- REQUIRED ACTIONS
- a) Reproduce, from the passage on academic integrity, the part that opens with the words containing "These discussions remind" and closes with "reporting of results.".
- b) In the passage on academic integrity, which routine habits reinforce integrity in the laboratory?

- PASSAGE GIVEN
▽
Make academic integrity part of daily practice

Academic integrity is often introduced through formal ethics training. Yet its real meaning becomes clear only in everyday research practice. In our laboratory, integrity is reinforced through routine habits: maintaining clear and detailed laboratory notebooks; discussing raw data openly during lab meetings; explaining how conclusions are drawn from observations.

These discussions remind students that scientific credibility does not come from polished figures alone. It is built on transparent documentation, careful interpretation and honest reporting of results.

Students quickly learn that a well-documented experiment that did not produce the expected result is far more valuable than a perfect-looking figure that cannot be explained. When integrity becomes part of daily laboratory culture, students begin to see it not as a rule imposed by supervisors but as a professional responsibility.
△
- GIVEN RECORDS
▽
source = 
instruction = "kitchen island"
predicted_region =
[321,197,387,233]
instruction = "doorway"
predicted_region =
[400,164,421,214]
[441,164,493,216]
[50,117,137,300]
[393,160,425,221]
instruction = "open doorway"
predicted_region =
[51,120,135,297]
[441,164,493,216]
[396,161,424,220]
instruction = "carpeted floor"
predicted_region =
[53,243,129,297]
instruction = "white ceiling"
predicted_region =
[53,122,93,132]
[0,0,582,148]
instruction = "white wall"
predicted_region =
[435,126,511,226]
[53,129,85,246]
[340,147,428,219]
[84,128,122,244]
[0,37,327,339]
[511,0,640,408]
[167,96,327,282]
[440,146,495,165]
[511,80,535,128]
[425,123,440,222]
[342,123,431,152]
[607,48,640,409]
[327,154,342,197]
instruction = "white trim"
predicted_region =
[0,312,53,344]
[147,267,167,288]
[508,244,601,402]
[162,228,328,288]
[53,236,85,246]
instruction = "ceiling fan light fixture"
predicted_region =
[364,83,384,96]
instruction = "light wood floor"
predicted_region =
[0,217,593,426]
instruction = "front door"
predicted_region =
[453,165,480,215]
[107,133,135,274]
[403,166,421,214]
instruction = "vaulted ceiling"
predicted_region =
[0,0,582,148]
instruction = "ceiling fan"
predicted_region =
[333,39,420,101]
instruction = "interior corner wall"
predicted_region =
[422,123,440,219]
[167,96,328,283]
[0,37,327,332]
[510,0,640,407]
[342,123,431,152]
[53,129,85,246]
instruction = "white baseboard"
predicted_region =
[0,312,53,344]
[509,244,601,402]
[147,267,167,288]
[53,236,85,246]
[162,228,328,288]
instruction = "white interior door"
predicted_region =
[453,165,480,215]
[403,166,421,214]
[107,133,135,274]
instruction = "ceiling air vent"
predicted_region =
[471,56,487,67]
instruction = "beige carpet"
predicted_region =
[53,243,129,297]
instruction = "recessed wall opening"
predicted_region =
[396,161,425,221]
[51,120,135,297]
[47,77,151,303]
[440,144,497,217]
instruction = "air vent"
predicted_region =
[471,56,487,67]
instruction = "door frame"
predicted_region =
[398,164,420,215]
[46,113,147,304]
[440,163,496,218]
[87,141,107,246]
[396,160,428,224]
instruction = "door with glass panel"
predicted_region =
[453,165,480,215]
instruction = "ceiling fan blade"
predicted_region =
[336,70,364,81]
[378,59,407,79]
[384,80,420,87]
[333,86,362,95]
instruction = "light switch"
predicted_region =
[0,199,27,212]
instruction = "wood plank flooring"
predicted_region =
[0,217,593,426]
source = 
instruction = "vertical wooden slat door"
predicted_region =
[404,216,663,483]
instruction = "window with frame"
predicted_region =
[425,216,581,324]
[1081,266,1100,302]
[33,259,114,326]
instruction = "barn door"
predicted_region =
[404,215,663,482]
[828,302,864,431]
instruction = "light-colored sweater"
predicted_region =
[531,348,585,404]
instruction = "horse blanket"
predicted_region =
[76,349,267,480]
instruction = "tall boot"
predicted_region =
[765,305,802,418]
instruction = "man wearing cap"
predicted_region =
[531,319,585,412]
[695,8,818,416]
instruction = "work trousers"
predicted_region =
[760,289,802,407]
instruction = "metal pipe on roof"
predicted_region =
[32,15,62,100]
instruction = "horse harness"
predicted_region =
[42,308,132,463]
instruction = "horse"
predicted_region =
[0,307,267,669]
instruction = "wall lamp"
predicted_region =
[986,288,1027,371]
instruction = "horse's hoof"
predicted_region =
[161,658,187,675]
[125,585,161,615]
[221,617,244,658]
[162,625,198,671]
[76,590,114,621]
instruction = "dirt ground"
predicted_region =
△
- RESULTS BY TASK
- a)
These discussions remind students that scientific credibility does not come from polished figures alone. It is built on transparent documentation, careful interpretation and honest reporting of results.

- b) Maintaining clear and detailed laboratory notebooks, discussing raw data openly during lab meetings, and explaining how conclusions are drawn from observations.